● **DATA LISTING**:
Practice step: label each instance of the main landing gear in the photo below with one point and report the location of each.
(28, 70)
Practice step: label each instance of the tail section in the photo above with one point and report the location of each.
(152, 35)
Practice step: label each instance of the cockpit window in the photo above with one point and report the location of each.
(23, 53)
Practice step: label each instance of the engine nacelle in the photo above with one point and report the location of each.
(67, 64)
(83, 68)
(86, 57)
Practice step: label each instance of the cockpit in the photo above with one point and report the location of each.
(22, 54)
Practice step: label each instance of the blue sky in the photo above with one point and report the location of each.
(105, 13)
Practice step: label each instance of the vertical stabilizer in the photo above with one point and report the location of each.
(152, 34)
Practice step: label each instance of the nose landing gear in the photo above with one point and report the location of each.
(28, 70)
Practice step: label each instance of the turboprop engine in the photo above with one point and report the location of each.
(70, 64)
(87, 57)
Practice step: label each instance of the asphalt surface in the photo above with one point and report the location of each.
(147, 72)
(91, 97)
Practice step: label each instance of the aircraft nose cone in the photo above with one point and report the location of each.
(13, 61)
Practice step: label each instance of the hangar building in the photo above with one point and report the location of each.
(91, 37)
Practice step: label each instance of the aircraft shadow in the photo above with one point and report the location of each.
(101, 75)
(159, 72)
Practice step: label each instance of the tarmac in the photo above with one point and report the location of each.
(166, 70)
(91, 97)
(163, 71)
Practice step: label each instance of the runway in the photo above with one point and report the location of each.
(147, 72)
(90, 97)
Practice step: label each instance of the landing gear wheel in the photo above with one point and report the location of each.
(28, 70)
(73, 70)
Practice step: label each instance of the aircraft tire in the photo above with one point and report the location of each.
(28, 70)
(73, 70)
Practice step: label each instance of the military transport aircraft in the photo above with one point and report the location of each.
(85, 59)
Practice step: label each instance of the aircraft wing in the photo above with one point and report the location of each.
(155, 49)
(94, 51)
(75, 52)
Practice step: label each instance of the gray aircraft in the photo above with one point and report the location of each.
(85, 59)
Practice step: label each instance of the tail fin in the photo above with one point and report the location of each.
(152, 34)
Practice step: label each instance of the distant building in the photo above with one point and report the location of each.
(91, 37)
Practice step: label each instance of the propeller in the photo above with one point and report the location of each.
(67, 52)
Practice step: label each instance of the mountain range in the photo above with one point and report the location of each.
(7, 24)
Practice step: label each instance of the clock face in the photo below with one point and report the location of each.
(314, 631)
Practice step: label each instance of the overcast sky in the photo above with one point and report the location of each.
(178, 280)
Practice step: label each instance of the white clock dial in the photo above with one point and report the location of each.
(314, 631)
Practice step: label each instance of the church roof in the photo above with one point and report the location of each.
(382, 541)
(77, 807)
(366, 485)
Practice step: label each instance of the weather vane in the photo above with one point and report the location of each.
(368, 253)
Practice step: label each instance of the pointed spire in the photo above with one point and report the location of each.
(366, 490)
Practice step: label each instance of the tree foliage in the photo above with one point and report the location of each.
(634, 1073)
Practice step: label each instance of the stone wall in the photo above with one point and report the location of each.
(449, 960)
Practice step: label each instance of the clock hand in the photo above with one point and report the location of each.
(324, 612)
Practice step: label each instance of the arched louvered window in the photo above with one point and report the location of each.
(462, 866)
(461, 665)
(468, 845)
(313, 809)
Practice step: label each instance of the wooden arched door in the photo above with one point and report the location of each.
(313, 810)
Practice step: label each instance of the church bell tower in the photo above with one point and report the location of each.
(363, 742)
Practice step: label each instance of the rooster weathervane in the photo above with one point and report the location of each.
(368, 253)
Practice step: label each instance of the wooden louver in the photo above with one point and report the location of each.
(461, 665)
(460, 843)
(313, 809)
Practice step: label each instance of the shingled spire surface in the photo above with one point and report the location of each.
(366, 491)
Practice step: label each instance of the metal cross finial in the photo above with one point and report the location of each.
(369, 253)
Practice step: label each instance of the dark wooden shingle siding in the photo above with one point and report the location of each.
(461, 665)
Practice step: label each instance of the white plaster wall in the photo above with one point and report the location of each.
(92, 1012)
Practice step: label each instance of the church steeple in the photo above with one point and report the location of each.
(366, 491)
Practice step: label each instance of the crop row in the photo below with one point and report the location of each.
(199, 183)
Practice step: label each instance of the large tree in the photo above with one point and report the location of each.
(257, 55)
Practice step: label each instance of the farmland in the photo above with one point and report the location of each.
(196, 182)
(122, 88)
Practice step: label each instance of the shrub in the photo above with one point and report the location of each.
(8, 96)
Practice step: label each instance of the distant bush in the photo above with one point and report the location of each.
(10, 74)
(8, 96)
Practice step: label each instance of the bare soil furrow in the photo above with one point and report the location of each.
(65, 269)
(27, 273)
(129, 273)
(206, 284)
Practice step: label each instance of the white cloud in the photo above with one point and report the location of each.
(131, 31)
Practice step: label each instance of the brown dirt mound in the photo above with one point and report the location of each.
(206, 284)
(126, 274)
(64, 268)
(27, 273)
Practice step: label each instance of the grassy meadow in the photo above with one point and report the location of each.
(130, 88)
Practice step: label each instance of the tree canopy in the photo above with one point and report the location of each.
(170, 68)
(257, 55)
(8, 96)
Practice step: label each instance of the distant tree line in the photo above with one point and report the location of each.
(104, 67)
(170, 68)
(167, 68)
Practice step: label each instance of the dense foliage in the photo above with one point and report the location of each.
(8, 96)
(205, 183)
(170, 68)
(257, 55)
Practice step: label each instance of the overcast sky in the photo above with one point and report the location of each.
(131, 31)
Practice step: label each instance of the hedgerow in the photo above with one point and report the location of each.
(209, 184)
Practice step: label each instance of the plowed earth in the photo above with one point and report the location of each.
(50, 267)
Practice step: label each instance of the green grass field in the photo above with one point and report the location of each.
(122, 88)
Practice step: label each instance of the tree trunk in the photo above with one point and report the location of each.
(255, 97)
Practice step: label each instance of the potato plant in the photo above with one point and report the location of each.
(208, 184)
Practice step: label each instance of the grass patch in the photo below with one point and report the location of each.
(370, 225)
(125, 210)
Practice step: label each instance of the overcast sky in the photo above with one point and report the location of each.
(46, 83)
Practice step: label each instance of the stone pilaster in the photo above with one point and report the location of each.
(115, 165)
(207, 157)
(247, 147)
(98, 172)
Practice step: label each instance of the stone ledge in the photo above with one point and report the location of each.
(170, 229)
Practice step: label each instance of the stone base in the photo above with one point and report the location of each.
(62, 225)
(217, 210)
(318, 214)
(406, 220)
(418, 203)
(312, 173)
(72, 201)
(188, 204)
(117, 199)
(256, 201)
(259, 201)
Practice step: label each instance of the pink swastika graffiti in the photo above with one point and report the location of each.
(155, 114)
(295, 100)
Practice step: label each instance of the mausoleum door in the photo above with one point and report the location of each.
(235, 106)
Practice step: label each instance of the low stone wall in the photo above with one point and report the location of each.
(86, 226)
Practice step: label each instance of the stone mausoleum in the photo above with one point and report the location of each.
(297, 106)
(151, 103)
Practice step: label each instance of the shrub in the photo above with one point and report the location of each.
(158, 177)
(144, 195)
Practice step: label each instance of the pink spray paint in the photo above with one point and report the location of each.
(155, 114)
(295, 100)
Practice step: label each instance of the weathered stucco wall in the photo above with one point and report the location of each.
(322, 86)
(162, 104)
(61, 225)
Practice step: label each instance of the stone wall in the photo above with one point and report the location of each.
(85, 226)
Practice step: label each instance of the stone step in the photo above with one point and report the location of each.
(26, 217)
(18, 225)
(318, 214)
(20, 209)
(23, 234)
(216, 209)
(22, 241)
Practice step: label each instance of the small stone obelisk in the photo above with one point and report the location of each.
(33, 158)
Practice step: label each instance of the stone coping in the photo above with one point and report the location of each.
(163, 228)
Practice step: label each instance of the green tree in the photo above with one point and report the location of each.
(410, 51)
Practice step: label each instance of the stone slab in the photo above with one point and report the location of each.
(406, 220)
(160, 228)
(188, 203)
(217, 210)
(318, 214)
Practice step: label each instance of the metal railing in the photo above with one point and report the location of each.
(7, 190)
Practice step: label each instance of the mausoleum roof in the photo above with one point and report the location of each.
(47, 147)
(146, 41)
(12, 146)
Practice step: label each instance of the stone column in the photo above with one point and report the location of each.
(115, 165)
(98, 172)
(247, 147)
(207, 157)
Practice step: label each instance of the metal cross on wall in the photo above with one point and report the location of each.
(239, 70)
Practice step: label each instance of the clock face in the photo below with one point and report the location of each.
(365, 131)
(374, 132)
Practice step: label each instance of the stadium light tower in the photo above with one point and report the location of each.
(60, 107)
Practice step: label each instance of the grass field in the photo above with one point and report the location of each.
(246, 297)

● **WHAT TO DO**:
Only the lines from the one with "Practice step: label each instance of the metal cross on" through the last line of the material above are to be duplicated, exactly and with both ends kept.

● **ANSWER SECTION**:
Practice step: label each instance of the metal cross on wall in the photo above with one point and report the location of each.
(239, 70)
Practice step: label each instance of the clock face in the photo below with one point and report the location of each.
(365, 131)
(374, 132)
Practice step: label each instance of the stadium light tower in the photo above with one point and report the location of each.
(60, 107)
Practice step: label each instance of the grass field in the photo above with one point and report the location of each.
(246, 297)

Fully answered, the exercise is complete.